> _Location identification entries_:
————

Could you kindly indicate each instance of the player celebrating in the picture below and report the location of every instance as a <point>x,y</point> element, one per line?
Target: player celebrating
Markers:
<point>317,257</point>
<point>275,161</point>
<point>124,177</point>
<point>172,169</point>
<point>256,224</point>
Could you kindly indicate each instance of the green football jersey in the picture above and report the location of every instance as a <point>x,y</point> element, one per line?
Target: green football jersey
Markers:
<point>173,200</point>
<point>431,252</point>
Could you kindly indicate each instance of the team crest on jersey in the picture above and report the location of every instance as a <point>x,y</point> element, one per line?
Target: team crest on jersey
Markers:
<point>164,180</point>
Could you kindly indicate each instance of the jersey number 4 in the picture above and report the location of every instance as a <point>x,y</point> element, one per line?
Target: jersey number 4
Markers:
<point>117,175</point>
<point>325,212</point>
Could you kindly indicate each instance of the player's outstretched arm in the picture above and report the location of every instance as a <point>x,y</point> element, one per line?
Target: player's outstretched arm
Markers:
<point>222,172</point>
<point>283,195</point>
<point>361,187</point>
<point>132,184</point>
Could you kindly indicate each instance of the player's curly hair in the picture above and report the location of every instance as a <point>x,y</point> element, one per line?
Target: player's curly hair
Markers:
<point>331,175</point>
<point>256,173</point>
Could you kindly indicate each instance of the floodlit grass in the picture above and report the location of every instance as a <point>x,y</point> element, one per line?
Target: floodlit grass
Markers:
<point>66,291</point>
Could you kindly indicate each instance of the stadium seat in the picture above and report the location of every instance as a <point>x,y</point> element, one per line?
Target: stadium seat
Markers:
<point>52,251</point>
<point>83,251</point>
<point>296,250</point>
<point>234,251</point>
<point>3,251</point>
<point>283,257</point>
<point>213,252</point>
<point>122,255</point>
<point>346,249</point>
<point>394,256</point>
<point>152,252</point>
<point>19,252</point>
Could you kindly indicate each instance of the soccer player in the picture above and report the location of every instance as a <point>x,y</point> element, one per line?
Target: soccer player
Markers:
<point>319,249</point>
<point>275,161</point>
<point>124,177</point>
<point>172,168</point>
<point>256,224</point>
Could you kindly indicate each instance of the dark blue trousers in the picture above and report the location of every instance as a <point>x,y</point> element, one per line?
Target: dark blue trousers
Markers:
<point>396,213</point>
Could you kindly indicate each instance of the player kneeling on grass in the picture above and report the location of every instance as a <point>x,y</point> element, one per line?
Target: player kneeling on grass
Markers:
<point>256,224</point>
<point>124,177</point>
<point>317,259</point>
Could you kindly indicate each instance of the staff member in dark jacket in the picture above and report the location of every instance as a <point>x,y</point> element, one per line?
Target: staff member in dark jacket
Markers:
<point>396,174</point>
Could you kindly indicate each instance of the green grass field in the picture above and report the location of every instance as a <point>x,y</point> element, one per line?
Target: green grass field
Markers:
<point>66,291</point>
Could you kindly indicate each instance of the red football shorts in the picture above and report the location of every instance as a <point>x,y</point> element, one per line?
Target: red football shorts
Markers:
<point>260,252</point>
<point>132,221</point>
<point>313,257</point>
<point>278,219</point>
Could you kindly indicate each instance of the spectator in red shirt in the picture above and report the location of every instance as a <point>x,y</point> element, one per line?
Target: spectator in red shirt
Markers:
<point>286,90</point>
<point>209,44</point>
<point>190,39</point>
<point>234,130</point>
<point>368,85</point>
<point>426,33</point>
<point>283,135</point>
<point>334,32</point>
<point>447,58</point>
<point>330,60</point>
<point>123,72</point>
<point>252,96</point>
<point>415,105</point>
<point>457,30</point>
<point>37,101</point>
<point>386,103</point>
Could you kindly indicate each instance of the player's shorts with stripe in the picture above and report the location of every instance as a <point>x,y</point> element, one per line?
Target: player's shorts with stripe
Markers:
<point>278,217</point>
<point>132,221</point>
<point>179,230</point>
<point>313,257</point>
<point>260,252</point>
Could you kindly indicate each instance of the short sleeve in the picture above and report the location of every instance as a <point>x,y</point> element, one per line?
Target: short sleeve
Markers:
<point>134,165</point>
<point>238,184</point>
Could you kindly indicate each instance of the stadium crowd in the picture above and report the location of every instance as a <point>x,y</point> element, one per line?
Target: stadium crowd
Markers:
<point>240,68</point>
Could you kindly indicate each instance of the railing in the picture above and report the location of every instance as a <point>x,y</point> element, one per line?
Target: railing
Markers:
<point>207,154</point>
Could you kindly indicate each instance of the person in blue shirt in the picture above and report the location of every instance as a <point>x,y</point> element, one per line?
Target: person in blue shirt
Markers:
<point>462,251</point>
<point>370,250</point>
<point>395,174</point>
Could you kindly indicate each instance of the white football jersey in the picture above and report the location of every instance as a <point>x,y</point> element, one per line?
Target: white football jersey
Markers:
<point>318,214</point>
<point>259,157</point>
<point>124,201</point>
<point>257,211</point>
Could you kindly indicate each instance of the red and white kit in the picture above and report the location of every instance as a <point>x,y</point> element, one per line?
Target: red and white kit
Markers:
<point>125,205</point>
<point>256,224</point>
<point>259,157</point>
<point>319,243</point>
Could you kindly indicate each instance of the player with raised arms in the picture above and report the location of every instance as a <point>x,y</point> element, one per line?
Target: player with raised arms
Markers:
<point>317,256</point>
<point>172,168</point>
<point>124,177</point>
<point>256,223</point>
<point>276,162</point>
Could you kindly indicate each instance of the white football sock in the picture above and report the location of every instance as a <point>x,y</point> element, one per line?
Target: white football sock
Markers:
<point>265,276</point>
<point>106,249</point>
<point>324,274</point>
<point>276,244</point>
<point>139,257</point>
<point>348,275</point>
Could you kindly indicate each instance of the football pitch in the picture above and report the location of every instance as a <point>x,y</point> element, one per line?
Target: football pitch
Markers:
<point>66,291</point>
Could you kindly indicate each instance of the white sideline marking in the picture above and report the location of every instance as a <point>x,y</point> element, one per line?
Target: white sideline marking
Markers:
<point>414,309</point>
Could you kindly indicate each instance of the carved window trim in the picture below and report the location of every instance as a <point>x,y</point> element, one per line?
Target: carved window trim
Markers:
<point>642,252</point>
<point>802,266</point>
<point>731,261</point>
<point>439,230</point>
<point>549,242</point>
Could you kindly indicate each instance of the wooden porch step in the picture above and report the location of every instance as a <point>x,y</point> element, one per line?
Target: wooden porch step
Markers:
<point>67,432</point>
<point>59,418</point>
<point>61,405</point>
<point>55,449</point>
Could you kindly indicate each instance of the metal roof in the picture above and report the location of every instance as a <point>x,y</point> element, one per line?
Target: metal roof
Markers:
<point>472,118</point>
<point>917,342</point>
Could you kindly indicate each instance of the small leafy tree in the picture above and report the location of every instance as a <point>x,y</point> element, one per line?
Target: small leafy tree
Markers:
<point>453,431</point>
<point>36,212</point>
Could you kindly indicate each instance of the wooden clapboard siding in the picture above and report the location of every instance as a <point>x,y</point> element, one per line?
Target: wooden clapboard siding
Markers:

————

> _DIRECTIONS FOR THIS TASK_: Shift the marker coordinates by 42 in the records from the line holding "Could you kindly indicate each instance of the short" through the line holding "<point>238,184</point>", inclusive. Write every line in that span again, request lines included, and add 42 to each x and y value in the markers.

> _REPLY_:
Could you kindly indicate each instance of the short sleeve in the picture above and report the location of every instance as a <point>x,y</point> element, one per line?
Target: short sleeve
Markers:
<point>176,207</point>
<point>280,226</point>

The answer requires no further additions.